= TASK SET =
• a. Reproduce word for word the passage of the pet heat stroke article below, from "This can very" to "diarrhea can follow.".
• b. Carry on the article about heat stroke in pets from the point where it ends.

= SOURCE TEXT =
-- Opening Marker --

Hot Dogs and Heat Stroke
Last updated 6/22/2017 at 8:27am
As the temperatures have gained strength over the last few weeks, it isn't just people feeling the effects.
Pets have to face the possibility of burnt paws on road surfaces as well as the possibility of heat stroke. Most residents have dealt with the summer sun and their pets needs before, but some visitors may not be as well prepared.
The signs of heat strokes in animals include:-
Heatstroke can happen very quickly, starting with rapid breathing,
lack of energy and decreased urine production.
This can very quickly escalate to heavy panting, bulging eyes, and the tongue appearing excessively long and dark red.
Collapse (leading to seizures or coma) and vomiting and/or diarrhea can follow.
Both cooling your dog, and getting to the vet as quickly as possible are the two key ways to increase the chance of survival in heatstroke cases.
Avoid using ice or very cold water as this can cause blood vessels on the skin surface to constrict and reduce effective cooling.
It can also cause shivering which can create more heat from the muscles.

-- Closing Marker --

Saved entries
-- Opening Marker --

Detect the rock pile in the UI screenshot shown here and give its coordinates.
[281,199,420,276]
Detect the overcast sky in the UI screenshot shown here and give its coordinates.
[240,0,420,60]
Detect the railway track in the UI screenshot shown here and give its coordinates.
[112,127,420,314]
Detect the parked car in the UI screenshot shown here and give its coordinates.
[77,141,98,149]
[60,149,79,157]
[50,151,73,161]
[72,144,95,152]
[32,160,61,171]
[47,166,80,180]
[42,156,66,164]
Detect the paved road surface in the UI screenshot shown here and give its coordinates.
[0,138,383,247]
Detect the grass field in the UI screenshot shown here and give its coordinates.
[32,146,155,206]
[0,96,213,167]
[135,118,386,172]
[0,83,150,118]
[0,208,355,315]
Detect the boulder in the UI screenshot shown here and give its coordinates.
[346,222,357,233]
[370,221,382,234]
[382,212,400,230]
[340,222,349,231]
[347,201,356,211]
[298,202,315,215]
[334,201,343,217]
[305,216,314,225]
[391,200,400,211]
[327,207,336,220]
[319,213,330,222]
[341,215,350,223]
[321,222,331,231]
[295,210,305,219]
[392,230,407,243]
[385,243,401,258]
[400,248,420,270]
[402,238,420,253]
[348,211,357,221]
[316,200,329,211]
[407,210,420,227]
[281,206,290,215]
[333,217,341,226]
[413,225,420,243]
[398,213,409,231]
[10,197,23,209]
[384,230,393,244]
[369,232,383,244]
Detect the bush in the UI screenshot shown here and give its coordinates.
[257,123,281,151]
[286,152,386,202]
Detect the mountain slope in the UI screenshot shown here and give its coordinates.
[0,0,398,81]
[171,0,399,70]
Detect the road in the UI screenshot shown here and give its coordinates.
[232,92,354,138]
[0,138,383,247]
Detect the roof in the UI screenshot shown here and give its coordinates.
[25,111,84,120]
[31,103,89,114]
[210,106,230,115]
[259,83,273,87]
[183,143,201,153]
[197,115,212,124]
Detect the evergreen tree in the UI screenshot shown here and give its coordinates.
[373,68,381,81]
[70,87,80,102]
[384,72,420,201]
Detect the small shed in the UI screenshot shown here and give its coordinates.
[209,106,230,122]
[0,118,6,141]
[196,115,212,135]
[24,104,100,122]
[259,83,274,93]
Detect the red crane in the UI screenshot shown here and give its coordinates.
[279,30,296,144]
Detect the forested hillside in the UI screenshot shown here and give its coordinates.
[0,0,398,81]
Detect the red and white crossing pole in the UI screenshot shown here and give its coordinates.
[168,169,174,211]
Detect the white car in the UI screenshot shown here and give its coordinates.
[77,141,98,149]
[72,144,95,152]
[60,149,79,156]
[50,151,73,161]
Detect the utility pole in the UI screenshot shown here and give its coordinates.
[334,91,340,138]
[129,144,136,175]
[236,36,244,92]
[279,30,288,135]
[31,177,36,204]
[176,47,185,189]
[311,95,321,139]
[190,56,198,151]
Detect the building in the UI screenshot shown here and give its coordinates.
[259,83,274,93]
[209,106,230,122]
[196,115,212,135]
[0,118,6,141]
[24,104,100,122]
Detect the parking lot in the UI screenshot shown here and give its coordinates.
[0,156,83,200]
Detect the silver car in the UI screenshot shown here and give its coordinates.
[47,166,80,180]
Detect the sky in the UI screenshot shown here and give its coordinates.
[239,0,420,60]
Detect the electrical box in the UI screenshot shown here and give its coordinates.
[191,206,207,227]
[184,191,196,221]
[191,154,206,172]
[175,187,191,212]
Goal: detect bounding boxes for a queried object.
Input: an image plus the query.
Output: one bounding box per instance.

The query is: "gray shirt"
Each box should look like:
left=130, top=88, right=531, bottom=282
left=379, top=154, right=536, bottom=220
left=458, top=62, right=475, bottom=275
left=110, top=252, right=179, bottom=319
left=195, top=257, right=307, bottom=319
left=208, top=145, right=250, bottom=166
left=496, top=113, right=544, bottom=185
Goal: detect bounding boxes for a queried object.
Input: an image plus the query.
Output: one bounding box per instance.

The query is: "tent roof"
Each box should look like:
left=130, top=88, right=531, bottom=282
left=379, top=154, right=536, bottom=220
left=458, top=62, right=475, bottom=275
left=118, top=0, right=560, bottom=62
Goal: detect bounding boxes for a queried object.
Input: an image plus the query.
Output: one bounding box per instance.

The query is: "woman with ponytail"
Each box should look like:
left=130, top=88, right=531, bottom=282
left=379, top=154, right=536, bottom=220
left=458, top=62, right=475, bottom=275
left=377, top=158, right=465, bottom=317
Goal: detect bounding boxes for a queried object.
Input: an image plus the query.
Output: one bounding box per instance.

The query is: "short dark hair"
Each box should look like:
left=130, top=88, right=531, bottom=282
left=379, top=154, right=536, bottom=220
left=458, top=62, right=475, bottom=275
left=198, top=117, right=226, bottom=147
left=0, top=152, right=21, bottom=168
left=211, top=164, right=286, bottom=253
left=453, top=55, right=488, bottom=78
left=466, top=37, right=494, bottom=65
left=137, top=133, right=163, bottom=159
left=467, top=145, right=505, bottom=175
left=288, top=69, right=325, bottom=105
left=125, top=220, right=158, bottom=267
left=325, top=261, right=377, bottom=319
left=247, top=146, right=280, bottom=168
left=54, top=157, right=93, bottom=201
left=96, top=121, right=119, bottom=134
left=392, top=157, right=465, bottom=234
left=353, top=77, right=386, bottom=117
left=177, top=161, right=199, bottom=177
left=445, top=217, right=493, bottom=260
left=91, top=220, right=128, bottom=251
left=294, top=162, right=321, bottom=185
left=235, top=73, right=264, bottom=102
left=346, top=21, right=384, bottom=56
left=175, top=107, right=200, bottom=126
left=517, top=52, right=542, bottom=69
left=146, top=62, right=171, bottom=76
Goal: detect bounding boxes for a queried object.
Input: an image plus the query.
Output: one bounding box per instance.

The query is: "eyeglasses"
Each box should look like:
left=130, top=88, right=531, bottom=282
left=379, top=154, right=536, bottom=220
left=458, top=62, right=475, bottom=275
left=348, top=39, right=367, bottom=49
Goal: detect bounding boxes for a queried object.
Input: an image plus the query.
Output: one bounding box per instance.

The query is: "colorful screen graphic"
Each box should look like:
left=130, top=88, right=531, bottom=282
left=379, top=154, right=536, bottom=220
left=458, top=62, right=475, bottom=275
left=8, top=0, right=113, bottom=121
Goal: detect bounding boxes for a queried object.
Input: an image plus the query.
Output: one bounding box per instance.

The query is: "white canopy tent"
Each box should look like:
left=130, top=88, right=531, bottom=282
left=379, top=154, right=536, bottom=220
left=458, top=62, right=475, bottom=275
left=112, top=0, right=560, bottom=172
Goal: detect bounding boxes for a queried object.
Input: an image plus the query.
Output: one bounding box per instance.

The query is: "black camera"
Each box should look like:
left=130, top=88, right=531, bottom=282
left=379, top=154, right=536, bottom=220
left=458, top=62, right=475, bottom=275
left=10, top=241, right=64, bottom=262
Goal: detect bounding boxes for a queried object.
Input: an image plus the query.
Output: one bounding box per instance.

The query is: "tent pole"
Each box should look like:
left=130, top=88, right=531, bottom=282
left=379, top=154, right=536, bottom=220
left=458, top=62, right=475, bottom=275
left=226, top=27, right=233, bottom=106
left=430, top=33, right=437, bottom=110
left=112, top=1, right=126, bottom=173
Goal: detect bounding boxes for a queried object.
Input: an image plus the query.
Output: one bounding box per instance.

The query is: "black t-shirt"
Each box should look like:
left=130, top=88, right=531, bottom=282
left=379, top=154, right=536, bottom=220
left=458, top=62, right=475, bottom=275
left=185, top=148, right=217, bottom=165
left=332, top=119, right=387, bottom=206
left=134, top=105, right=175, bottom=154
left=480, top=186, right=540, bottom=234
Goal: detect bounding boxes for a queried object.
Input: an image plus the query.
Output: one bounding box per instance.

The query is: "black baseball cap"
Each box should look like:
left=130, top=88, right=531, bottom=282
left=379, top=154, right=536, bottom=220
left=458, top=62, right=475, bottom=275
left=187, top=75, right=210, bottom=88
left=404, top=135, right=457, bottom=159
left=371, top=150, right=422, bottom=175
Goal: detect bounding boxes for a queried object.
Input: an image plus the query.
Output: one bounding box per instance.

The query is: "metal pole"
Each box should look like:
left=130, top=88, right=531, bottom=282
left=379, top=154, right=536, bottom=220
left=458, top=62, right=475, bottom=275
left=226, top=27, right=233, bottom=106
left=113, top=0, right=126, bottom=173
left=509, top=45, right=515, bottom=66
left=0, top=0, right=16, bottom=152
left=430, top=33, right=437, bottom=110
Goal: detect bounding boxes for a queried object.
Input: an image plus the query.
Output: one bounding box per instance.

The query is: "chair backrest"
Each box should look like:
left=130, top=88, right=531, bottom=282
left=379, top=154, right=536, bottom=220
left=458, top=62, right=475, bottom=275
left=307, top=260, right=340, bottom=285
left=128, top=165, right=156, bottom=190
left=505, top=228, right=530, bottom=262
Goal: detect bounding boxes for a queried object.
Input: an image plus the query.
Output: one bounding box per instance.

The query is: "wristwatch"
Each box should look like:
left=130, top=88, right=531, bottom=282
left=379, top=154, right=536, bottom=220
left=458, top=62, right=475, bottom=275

-- Closing Marker --

= YOUR WRITTEN ANSWERS =
• a.
This can very quickly escalate to heavy panting, bulging eyes, and the tongue appearing excessively long and dark red.
Collapse (leading to seizures or coma) and vomiting and/or diarrhea can follow.

• b.
Key areas to cool are the neck, abdomen and inner thighs with lukewarm water or water-soaked towels.
It is important that you do not over cool your dog, as this can lead to shock – a lack of blood supply to vital organs – so using lukewarm water is important.
Out and about, cool surfaces, shade, air conditioning in cars and fans can also aid cooling.
Even if the dog is cooled, veterinary treatment is still key to allow more targeted treatment and monitoring to occur.
Heatstroke has been reported as fatal in 39-50 per cent of dogs but those surviving more than 24 hours have a good chance of making a full recovery.
Be prepared - James R Howard Animal Hospital is just one of the local vets in the area.